[Items listed in a dataset]
━━━━━━━━━━━━━━━━━━━━
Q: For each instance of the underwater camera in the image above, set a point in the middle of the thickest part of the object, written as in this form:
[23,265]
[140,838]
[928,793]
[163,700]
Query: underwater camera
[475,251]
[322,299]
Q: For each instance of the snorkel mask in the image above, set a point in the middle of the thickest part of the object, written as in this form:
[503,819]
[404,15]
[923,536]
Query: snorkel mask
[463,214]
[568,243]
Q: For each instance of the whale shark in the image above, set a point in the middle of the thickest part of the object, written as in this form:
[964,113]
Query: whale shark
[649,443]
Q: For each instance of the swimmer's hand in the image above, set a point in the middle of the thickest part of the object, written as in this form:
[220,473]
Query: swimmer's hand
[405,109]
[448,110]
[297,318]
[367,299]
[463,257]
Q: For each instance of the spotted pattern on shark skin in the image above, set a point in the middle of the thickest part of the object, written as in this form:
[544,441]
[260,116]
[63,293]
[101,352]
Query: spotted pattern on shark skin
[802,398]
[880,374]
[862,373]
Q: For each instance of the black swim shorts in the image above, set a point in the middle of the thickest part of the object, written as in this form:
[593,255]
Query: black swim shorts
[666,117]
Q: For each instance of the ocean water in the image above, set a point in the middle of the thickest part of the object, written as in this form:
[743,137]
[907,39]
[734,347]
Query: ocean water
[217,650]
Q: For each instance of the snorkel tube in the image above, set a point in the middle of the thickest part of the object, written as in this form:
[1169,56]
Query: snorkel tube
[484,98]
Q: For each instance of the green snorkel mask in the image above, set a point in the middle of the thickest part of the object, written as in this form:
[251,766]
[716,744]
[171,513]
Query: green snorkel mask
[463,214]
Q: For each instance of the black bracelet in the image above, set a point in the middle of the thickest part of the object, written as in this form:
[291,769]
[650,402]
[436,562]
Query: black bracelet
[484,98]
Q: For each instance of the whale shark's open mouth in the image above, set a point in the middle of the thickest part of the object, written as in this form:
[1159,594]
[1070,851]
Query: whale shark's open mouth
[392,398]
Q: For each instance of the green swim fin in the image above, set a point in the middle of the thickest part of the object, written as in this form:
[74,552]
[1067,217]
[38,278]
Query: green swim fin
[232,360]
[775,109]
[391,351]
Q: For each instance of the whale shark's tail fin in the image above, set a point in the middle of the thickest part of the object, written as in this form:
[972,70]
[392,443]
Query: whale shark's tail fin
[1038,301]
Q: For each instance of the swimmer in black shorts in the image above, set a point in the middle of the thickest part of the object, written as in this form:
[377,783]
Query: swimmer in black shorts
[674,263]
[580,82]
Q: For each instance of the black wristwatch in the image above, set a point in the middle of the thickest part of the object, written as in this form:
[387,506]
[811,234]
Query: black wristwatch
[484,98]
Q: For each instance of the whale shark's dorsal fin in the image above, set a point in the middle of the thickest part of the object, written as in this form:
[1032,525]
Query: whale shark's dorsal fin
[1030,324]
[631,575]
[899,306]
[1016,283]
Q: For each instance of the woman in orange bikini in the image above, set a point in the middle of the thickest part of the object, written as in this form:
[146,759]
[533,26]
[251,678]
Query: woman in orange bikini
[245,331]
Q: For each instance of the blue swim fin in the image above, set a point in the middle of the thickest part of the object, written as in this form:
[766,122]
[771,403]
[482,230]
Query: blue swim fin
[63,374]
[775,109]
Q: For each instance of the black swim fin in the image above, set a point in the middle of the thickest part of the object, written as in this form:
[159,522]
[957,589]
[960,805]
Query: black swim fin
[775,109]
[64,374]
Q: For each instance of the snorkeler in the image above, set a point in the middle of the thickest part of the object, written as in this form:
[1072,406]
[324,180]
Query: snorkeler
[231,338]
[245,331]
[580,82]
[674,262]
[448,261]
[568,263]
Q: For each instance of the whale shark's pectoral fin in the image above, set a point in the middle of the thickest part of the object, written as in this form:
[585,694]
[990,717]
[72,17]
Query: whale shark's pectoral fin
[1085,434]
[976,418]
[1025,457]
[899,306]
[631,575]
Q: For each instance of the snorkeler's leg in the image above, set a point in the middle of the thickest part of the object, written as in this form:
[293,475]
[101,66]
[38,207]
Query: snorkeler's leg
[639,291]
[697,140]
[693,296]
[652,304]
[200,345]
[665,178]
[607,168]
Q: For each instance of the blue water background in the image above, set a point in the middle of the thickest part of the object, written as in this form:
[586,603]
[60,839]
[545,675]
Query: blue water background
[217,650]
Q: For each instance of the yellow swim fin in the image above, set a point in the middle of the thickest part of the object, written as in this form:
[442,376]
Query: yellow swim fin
━━━━━━━━━━━━━━━━━━━━
Exercise goal: This exercise asks for every line of the records to be repeated exactly.

Reply:
Q: For each instance of the underwater camera in the image above, set a point in the middle of the thickest part of the object, written as in this form:
[23,265]
[140,838]
[928,793]
[163,700]
Query: underwater camera
[475,251]
[322,299]
Q: For each instance of the snorkel mask in the image above, set a point in the middle of the thickest part of the object, written as in this form:
[503,819]
[404,15]
[923,536]
Query: snorkel mask
[463,214]
[568,243]
Q: For each instance of the whale shark in the image above, set a point in the middle of the thickest part of the object, written as in this form:
[964,113]
Query: whale shark
[649,443]
Q: For each instance of the swimmer's hand in the image above, set a point in the middle of the thickest part of the object, written as in this form:
[220,473]
Query: swimmer's hand
[405,109]
[448,110]
[297,318]
[367,299]
[463,257]
Q: For each instance of the spotted pattern on shark skin in the image above, set a point in the middle of the thickest part of the object, written as in this form:
[544,441]
[260,116]
[63,293]
[101,352]
Query: spotted pattern on shark skin
[802,398]
[880,374]
[862,373]
Q: For each instance of the black swim shorts in the image above, set a point in the middle of the thickest part of the object, written as in this form:
[593,255]
Query: black swim shorts
[666,117]
Q: For each instance of the ocean water in the image above, set a point in the middle of the thickest part of the object, written as in this form:
[743,137]
[907,39]
[734,347]
Query: ocean water
[217,650]
Q: For each instance of the snorkel tube in the image above, set a point in the middle of the thickest part of the object, written as in this form:
[1169,56]
Query: snorkel tube
[484,98]
Q: For each instance of the green snorkel mask in the image above, set a point in the middle of the thickest part of the object, written as in this form:
[251,766]
[716,744]
[171,513]
Query: green snorkel mask
[463,214]
Q: For each instance of the black bracelet in the image above, set a point in the middle of the thickest part of the object, written as in this form:
[291,769]
[650,402]
[436,562]
Query: black bracelet
[484,98]
Q: For each instance of the whale shark's open mouth in the image above, set a point in the middle of the thickest part of the object, written as in this form:
[1159,594]
[1070,851]
Query: whale shark's open mouth
[392,398]
Q: For each instance of the green swim fin in the image above, set a point in the middle of the thickest part of the object, written as in this form:
[74,552]
[1067,217]
[38,278]
Query: green swim fin
[232,360]
[775,109]
[391,351]
Q: For each instance of the whale shark's tail fin in the image above, set a point in the middle of the thickest part of the object, written as in this form:
[972,70]
[392,443]
Query: whale shark's tail fin
[1038,301]
Q: For each instance of the swimmer in black shorts in the image above, set a point in the middle of the thickest part of the object, written as in this form:
[377,783]
Query: swimmer in black shorts
[674,263]
[580,82]
Q: For each instance of the black wristwatch in the image above, set a point in the middle of the thickest part of the object, written as in this form:
[387,506]
[811,234]
Query: black wristwatch
[484,98]
Q: For each instance of the whale shark's dorsal fin in the image above, set a point in the middle of the thickest part of the object, written as in this form:
[1032,525]
Query: whale shark's dorsal fin
[1030,324]
[631,575]
[899,306]
[1016,283]
Q: For each instance of the woman in orange bikini in the image above, set a point in the middle of the thickest part of the object, written as in this form:
[146,759]
[533,26]
[251,678]
Query: woman in orange bikini
[245,331]
Q: For each instance of the blue swim fin in the image above, set a point in the middle of the thickest part of the object, written as in this form:
[766,122]
[771,403]
[482,230]
Query: blue swim fin
[63,374]
[775,109]
Q: For each instance of the black swim fin in the image above, set a point in the middle of the thickest part of the object, written as in this form:
[159,522]
[957,589]
[960,805]
Query: black swim fin
[775,109]
[64,374]
Q: For each instance of the snorkeler in the image above, set a point in the middle of the thickest part of the object, written as in this form:
[1072,406]
[324,180]
Query: snorkeler
[231,338]
[245,331]
[580,82]
[674,262]
[448,261]
[568,263]
Q: For each instance of the whale shark's pectoral fin in the image above, set a point in the middle of the thickest part of the object, written as in this form:
[585,694]
[990,717]
[72,17]
Query: whale shark's pectoral fin
[1085,434]
[976,418]
[1025,457]
[899,306]
[631,575]
Q: For each instance of the snorkeler's leg in the image above, set a point in the middle of the thickest part of the object, written as in this form:
[293,475]
[101,66]
[38,207]
Query: snorkeler's leg
[639,291]
[697,140]
[693,296]
[652,304]
[200,345]
[665,178]
[607,168]
Q: For each instance of the blue water background in the image above, set a point in the middle of the thickest part of the object, written as in this form:
[586,603]
[60,839]
[545,675]
Query: blue water background
[217,650]
Q: For each instance of the yellow swim fin in the image above, set a point in the middle of the thickest part of the object, written as in this form:
[442,376]
Query: yellow swim fin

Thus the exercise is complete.